::: Selection

I was seething inside as I watched the live television coverage of the recent rebellion/riot in Baltimore as we witnessed yet another explosion caused by America’s historic failures to rein in abusive police. Then I received a text message that led to a conversation that absolutely broke my heart.
The conversation was with my 11-year-old grandson, who himself was seething from what he saw going on in Baltimore.
My grandson told me he was mad…mad because police “keep killing black men.”
When I probed further into his anger he said he feared for his own life -– not because of what might happen when he gets older but because of what could happen even now if he encountered a police officer.
“I’m scared Pop Pop,” he confided. “I’m scared that police might hurt me. I’m scared because police don’t know how to control themselves!”
The heartbreak of hearing my own grandson’s fear was compounded by the ugly reality that the thing he now fears is a daily fact-of-life for children living in East Baltimore and too many similar places across America.
Children should be focused on fun, like enjoying those computer games they like to play, instead of fearing police violence arising from the reality that too many cops really cannot “control” themselves.

::::::
::: Entries supplied

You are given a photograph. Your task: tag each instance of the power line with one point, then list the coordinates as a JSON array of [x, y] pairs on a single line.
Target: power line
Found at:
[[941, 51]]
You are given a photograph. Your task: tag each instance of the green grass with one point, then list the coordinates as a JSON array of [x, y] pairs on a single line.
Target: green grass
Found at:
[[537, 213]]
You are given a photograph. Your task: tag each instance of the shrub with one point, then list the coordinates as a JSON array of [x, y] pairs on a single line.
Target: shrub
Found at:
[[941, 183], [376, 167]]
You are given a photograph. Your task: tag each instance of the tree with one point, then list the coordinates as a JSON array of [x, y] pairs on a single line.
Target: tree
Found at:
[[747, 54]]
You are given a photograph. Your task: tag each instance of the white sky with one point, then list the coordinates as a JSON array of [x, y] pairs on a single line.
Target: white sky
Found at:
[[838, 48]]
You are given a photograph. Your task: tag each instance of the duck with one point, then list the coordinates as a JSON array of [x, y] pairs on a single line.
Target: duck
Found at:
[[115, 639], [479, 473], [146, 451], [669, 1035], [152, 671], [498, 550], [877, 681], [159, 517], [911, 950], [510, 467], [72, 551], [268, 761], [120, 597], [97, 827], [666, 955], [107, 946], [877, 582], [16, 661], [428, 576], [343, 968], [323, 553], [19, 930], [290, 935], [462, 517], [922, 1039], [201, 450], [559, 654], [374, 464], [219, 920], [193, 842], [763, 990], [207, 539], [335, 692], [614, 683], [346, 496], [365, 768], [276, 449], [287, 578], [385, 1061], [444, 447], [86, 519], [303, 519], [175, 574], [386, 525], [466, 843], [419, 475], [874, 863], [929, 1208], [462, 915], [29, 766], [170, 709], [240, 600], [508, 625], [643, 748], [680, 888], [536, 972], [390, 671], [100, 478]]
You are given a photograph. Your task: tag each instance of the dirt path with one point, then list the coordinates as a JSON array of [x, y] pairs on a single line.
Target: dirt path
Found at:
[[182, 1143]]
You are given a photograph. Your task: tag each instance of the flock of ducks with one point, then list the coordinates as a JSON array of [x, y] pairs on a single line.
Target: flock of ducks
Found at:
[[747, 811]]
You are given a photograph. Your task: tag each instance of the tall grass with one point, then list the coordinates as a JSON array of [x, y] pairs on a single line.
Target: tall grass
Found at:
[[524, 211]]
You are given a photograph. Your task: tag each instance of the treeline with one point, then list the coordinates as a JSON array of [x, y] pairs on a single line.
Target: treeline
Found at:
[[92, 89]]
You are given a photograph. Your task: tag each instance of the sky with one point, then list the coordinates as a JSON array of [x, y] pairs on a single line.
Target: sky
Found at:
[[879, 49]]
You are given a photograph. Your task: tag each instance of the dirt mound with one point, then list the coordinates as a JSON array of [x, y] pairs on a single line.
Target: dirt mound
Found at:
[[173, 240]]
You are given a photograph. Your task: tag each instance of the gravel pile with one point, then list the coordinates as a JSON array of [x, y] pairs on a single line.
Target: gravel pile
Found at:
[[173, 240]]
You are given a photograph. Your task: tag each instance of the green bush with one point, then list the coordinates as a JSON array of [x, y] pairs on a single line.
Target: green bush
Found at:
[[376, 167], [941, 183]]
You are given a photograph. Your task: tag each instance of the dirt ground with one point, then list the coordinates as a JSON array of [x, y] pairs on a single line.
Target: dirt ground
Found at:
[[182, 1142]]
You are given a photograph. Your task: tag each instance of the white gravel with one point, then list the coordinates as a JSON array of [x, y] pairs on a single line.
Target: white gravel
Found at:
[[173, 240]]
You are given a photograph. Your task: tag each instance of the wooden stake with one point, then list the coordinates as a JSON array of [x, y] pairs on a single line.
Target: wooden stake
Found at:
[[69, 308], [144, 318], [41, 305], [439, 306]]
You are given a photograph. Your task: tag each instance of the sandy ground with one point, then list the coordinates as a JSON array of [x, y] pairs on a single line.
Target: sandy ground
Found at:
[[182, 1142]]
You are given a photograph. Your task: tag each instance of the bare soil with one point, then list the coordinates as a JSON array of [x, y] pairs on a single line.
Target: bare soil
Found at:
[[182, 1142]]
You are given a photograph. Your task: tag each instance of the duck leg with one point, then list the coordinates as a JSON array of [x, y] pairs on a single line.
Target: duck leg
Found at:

::::::

**Problems to work on**
a – In the essay about the Baltimore unrest, how old is the author's grandson?
b – Resume the essay about the Baltimore unrest, starting right after its last sentence.

**Answers to each task**
a – He is 11 years old.

b –
In Maryland, where my grandson lives, at least 109 people died in encounters with police between 2010 and 2014, according to a report released by Maryland’s ACLU just weeks before Baltimore burned. Blacks accounted for 79 percent of those fatal police encounters in a state where Blacks comprise only 29 percent of the population. “The number of unarmed Blacks who died (36 people) exceeded the total number of all Whites who died (30 people), armed or not,” that ACLU report stated, noting police were charged with criminal misconduct in only two of those 109 fatal encounters.
Baltimore police have been out of control for decades.
In May 1946 -– four years before I was born -– Baltimore police shot and killed two black men within a 24-hour span: one for resisting arrest, the other shot in the back while fleeing. Authorities filed no charges against the police.
In June 1964 – when I was a little older than my grandson –- Baltimore police severely beat a black man and ransacked his home after he verbally objected to police abusing a woman on the sidewalk in front of his house. That vicious beating occurred days after Baltimore police fatally beat another black man who had just celebrated his 19th wedding anniversary. Authorities filed no charges against police in either encounter.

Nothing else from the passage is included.